** START **

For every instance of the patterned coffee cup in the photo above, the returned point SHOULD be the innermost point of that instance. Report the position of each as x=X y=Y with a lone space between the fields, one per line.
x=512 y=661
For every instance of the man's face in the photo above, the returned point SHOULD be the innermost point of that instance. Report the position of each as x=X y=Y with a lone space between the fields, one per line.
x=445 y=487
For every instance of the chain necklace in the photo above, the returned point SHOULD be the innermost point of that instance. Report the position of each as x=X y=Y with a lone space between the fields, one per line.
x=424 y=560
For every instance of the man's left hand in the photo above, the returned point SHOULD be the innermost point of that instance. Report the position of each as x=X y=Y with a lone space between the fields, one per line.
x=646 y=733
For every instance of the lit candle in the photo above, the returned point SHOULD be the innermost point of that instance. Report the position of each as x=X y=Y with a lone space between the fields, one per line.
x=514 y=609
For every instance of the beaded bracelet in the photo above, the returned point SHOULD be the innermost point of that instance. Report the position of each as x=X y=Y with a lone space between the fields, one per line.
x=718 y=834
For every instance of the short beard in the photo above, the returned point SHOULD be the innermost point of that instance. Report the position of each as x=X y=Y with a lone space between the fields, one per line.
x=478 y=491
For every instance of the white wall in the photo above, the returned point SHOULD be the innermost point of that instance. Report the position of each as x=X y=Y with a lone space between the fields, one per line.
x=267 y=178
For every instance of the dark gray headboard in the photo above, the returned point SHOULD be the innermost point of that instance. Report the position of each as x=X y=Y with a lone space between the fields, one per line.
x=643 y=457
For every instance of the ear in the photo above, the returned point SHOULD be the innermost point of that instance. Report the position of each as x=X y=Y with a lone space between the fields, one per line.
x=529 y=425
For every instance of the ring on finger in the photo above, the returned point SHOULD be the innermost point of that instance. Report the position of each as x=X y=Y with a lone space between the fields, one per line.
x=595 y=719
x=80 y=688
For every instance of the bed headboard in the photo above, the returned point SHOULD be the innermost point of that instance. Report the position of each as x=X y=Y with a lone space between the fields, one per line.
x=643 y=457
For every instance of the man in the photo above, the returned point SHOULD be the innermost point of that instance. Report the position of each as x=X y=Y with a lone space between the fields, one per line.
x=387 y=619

** END **

**Exercise details**
Reproduce the stretch of the items above from the line containing "For every instance of the short" through the last line of the items, both ends included, unchanged.

**Correct result**
For every instance of the short beard in the photo above, the returned point SHOULD be the innermost point of that instance. Report the position of each as x=X y=Y with a lone space between the fields, one per line.
x=478 y=491
For every instance of the white wall in the photo above, the returned point SHOULD be the innermost point of that instance. Report the position of each as x=X y=Y with a lone space between the fields, one per line.
x=267 y=178
For every instance of the dark gray headboard in the photo above, the returned point SHOULD be the innermost point of that instance. Report the position of each as x=X y=Y with a lone space between the fields, one per line.
x=643 y=457
For every instance of the ear in the photo above, the returned point SHOULD be the innermost point of that instance. Report the position of each as x=X y=Y with a lone space between the fields, one per line.
x=529 y=425
For every instance of the ring on finger in the photo above, the returned point SHOULD be the innermost point of that instance. Report the position of each as x=X y=Y with a lone space between the fields, one per line.
x=595 y=719
x=80 y=688
For every instance of the bed headboard in the photo above, the returned point SHOULD be the innermost point of that instance. Report the position of each as x=X y=Y with a lone space between the fields, one per line.
x=643 y=457
For every instance of the man in the photo above, the returned point SHOULD be the innermost point of that instance. Report the position of each as x=X y=Y with a lone space between the fields, one per line.
x=387 y=619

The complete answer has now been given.